• **EXERCISE INPUTS**:
----
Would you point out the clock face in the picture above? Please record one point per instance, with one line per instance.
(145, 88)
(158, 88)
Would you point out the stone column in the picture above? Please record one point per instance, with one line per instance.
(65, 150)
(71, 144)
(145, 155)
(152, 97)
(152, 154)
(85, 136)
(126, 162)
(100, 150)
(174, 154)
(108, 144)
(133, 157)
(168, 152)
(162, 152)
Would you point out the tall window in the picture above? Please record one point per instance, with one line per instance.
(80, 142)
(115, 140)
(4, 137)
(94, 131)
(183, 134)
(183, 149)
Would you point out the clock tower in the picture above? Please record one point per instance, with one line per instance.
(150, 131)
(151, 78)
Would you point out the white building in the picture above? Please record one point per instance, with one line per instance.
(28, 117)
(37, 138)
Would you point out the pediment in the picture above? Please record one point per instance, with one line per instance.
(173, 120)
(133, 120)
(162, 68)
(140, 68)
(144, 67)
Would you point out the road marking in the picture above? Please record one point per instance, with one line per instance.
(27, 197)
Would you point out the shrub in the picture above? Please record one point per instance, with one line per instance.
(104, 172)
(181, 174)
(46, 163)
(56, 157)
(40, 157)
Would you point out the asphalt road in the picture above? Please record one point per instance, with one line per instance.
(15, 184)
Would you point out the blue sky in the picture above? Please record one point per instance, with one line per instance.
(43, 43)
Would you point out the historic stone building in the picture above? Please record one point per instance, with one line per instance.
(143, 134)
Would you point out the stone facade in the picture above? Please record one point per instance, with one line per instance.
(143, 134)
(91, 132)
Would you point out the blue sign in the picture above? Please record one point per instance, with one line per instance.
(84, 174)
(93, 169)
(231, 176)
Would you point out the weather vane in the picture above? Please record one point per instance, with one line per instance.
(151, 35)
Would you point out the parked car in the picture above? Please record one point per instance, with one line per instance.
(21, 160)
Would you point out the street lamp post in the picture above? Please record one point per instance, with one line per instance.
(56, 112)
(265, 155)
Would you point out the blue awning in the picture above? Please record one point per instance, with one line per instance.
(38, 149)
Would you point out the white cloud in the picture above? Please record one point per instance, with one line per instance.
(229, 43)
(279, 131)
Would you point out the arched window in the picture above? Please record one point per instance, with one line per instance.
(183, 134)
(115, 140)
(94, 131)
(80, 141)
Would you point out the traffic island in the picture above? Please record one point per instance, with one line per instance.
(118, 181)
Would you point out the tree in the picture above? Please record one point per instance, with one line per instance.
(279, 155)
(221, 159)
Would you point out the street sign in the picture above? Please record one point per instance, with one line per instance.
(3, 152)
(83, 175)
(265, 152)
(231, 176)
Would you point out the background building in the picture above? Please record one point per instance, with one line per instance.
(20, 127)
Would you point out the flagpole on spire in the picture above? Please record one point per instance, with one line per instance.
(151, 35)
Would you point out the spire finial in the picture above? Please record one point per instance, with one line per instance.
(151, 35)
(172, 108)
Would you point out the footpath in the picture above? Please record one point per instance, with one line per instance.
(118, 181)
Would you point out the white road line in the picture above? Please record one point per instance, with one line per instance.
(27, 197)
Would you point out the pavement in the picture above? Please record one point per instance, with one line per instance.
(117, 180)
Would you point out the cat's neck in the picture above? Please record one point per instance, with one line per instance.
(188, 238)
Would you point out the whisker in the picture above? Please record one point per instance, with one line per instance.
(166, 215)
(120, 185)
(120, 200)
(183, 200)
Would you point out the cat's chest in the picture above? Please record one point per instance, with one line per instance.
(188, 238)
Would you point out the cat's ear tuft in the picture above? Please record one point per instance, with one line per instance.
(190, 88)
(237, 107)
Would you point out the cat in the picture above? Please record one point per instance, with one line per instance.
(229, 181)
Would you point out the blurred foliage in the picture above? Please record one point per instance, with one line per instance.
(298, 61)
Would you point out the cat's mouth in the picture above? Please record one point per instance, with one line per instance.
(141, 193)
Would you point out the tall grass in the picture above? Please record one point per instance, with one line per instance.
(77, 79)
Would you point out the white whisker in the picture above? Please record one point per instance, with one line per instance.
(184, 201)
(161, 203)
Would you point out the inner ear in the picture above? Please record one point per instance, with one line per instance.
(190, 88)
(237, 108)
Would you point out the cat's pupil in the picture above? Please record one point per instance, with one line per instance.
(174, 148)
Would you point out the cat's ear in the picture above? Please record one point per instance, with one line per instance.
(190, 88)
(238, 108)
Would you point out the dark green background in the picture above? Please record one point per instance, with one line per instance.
----
• **TASK TO CARRY OUT**: Write out each entry again, word for word.

• **RESULT FOR THIS EXERCISE**:
Would you point out the clock face in the picture above? Please record one point per instance, with one line per instance.
(145, 88)
(158, 88)
Would you point out the stone column in the picture above? Please record one point per instance, with one line per instance.
(65, 150)
(71, 144)
(145, 155)
(152, 97)
(152, 154)
(85, 136)
(126, 162)
(100, 150)
(174, 154)
(108, 144)
(133, 157)
(168, 152)
(162, 152)
Would you point out the tall window in the picture above? Please record one point per instance, with one line per instance.
(80, 142)
(115, 140)
(4, 137)
(94, 131)
(183, 134)
(183, 149)
Would you point out the clock tower in the picture above? Please record one point per instance, with one line per instance.
(150, 131)
(151, 78)
Would you point out the white building in the picture above? Please record one point per instance, with one line per instance.
(28, 117)
(37, 138)
Would you point out the pediment in the picture above? Please record one point per instance, with one line per instance.
(173, 120)
(133, 120)
(162, 68)
(140, 68)
(144, 67)
Would you point out the road marking in the picture above? Please record one point per instance, with one line per instance.
(27, 197)
Would you point out the shrub in the picture above? Please record one point per instance, with one line per instance.
(104, 172)
(181, 174)
(46, 163)
(56, 157)
(40, 157)
Would you point out the asphalt road in the picture above? Please record one point per instance, with one line per instance.
(15, 184)
Would you point out the blue sky in the picture above? Please record one point per instance, with one line per instance.
(43, 43)
Would you point out the historic stone building in the picture above? Please record one point per instance, with one line per instance.
(143, 134)
Would you point out the stone facade in the picture above? Please record one point per instance, with one line per instance.
(143, 134)
(91, 132)
Would you point out the blue sign in the picture above? Please record one point per instance, with one line per instance.
(84, 174)
(93, 169)
(231, 176)
Would you point out the weather vane in the picture above? Please record one point per instance, with one line per instance.
(151, 35)
Would you point out the parked car in the picture above? Please record one point per instance, with one line per instance.
(21, 160)
Would you point out the street lamp post in the picture above? Please record one point per instance, with one line per instance.
(56, 112)
(265, 155)
Would you point out the blue awning in the picture above? Please record one point per instance, with one line per instance.
(38, 149)
Would you point out the white cloud in the picture above? Please record one point per instance, with one line per instance.
(229, 43)
(279, 131)
Would you point out the arched window in the picture above? Please record one point per instance, with one line per instance.
(183, 134)
(115, 140)
(94, 131)
(80, 141)
Would you point out the traffic island in the picture above? Please record one point per instance, with one line per instance.
(118, 181)
Would you point out the tree in the picture above? Please record one point per instance, with one line per instance.
(279, 155)
(221, 159)
Would you point out the street sign in the picture above? Please record one point per instance, with one line per instance.
(3, 152)
(83, 175)
(265, 152)
(231, 176)
Would you point out the background building in the picture above? Please record one point per instance, with one line per instance.
(20, 127)
Would you point out the flagpole on spire in the picture above? Please record one point per instance, with one line per instance.
(151, 35)
Would you point out the spire finial in the picture above? Please record one point per instance, with one line per instance.
(151, 35)
(172, 108)
Would you point out the footpath in the picture above? Please record one point per instance, with one line per instance.
(118, 181)
Would you point out the white road line in the picture above? Please record one point per instance, with one line per instance.
(27, 197)
Would you point out the pavement in the picture above? Please record one point per instance, with one line per instance.
(117, 180)
Would you point out the cat's neck in the picture above? Please record one point per instance, with one line per instance.
(188, 238)
Would you point out the whisker in the picture above? Please record one point per instance, with one line per instance.
(166, 215)
(120, 185)
(120, 200)
(183, 200)
Would you point out the cat's chest in the picture above? Please record one point per instance, with one line per instance.
(188, 238)
Would you point out the cat's ear tuft in the picture above? Please record one point per instance, with one line per instance.
(190, 88)
(237, 107)
Would you point out the cat in the picture above? Please record one point per instance, with one line per instance.
(229, 181)
Would you point out the blurred foliage in the picture above? Please record one point per instance, with one line per instance.
(298, 61)
Would you point out the cat's mouth in the picture above? Please record one point per instance, with one line per instance.
(141, 193)
Would you point out the tall grass in the picture above? Please record one point per instance, with one line per instance.
(77, 79)
Would you point out the white whisker in the picture above? Please record one point per instance, with one line per instance.
(184, 201)
(161, 203)
Would you point out the inner ear in the picture above? Please record one point per instance, with one line per instance.
(190, 88)
(237, 108)
Would you point out the cat's pupil in the picture above? Please record one point per instance, with one line per instance.
(174, 148)
Would you point out the cat's ear in the picture above? Please record one point per instance, with one line per instance.
(190, 88)
(238, 108)
Would you point out the dark green background in the picture above? Please record one point per instance, with one line per instance.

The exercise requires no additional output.